*** Opening Available data ***

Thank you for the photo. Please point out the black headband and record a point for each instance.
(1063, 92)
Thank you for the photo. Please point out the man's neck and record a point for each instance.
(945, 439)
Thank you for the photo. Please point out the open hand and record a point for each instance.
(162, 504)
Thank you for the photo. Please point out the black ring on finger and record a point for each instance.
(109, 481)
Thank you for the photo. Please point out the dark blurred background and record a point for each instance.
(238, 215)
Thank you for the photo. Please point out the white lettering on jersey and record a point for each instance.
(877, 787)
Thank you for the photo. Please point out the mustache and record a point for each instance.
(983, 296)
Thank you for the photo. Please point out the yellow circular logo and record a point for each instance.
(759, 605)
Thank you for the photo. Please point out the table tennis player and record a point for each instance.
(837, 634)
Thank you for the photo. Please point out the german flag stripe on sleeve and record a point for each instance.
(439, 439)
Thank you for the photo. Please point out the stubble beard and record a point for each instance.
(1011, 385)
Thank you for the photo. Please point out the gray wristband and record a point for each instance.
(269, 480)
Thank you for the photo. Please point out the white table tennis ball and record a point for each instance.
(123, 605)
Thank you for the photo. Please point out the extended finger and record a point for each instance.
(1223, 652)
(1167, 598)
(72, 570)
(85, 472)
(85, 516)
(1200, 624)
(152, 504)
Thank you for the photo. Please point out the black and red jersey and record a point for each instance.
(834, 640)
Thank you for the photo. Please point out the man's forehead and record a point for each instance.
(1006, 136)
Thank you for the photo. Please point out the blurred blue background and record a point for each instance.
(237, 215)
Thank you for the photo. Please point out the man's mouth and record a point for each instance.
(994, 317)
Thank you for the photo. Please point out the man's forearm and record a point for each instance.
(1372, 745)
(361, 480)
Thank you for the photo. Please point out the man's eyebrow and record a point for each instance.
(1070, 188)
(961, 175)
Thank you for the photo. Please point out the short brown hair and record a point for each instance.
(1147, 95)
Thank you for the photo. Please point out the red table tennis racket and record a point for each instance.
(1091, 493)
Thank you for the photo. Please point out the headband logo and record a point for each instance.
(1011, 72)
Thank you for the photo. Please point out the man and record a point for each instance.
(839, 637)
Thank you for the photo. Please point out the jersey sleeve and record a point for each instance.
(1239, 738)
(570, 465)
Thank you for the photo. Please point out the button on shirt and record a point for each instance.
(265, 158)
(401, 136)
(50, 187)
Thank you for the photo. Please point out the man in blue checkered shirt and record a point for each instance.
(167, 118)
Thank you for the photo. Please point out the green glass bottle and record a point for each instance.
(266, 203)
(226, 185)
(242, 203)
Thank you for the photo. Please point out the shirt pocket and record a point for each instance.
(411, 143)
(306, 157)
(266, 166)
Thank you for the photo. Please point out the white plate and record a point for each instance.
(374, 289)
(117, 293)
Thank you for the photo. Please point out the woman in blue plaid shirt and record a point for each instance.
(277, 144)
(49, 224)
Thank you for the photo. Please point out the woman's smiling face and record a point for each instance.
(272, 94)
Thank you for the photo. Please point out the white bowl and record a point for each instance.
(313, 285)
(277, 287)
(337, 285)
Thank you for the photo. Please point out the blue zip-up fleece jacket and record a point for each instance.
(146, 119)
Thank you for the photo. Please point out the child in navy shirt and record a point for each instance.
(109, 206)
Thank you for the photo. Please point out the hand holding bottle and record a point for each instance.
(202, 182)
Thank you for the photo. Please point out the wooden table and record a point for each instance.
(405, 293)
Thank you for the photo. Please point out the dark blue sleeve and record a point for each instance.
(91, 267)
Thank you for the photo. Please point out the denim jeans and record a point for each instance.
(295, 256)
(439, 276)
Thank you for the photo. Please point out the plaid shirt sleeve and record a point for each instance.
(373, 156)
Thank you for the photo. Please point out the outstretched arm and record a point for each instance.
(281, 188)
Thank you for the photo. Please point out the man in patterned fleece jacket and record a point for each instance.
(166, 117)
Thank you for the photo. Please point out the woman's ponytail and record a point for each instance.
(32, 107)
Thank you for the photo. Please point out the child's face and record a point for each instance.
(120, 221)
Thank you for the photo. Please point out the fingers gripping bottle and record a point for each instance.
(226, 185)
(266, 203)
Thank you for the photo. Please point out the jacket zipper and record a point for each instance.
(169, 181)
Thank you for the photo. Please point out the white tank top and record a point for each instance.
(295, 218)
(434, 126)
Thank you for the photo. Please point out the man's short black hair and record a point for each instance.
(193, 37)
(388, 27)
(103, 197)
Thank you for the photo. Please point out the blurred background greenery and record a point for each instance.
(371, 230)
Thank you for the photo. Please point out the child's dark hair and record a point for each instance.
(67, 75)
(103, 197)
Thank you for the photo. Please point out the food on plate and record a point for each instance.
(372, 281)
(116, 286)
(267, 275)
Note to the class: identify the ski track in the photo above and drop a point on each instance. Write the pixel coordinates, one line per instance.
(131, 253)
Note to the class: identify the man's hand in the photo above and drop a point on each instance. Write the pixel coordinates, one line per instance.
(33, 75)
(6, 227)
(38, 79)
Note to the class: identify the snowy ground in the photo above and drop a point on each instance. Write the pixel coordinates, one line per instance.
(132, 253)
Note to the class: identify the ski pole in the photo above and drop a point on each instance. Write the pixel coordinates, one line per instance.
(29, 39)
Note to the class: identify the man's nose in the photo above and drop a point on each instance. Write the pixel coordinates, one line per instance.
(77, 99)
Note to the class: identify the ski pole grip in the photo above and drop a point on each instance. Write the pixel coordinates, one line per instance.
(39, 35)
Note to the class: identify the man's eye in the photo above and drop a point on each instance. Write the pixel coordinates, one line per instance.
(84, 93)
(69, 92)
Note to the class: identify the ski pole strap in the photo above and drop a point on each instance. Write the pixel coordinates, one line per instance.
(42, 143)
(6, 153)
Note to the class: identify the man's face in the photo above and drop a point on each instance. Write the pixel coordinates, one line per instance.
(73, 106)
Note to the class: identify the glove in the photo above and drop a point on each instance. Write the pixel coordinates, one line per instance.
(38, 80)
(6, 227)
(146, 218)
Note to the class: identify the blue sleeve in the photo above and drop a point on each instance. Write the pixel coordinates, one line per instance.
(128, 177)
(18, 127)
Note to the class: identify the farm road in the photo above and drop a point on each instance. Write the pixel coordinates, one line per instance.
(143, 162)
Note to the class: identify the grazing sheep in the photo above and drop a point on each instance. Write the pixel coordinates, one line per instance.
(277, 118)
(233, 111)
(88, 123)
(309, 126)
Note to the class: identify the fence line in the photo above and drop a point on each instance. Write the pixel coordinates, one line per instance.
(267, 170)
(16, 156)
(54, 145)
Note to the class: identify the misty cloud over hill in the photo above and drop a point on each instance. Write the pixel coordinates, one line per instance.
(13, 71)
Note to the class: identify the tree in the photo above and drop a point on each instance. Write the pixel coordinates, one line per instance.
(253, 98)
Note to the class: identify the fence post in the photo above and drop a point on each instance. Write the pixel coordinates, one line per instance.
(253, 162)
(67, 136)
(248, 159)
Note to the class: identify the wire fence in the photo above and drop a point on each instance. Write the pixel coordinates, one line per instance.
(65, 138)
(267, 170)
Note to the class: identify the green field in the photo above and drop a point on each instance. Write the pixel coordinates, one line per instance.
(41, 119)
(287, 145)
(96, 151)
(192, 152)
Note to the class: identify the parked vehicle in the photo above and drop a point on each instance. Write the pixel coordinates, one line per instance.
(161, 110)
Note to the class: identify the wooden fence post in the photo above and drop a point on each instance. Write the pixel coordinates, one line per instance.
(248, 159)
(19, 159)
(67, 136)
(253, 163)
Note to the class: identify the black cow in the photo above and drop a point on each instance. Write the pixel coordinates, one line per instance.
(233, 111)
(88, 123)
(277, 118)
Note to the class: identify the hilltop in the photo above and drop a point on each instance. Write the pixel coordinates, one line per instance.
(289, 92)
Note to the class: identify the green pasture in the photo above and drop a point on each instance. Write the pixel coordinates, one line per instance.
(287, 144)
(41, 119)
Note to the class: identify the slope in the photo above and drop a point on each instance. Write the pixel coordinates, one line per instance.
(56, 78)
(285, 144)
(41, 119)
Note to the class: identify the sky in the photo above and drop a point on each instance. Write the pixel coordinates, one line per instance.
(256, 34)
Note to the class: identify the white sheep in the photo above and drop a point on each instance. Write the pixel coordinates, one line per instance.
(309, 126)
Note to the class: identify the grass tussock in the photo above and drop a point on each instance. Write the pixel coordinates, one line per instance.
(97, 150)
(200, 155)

*** Closing Available data ***

Write out each line exactly, starting with the line that contains "Note to the class: identify the green pasture" and stopping after the last line of the data.

Note to the class: identify the green pasture in the photo above and drop a point on each instance. Write the pixel coordinates, one line per instance.
(287, 144)
(41, 119)
Note to the class: identify the slope in the photo above and drop a point on each instance. Write the pixel coordinates, one line per instance.
(56, 78)
(285, 144)
(41, 119)
Note to the class: identify the sky in the photo above and drop a point on each instance. Write the pixel coordinates, one line per instance.
(256, 34)
Note to the class: identify the white sheep in the photo above and drop a point on each instance. Write the pixel coordinates, one line per instance.
(309, 126)
Note to the class: identify the grass tussock in the photo above and drop a point on each instance. Write the pixel coordinates, one line per instance.
(97, 150)
(200, 155)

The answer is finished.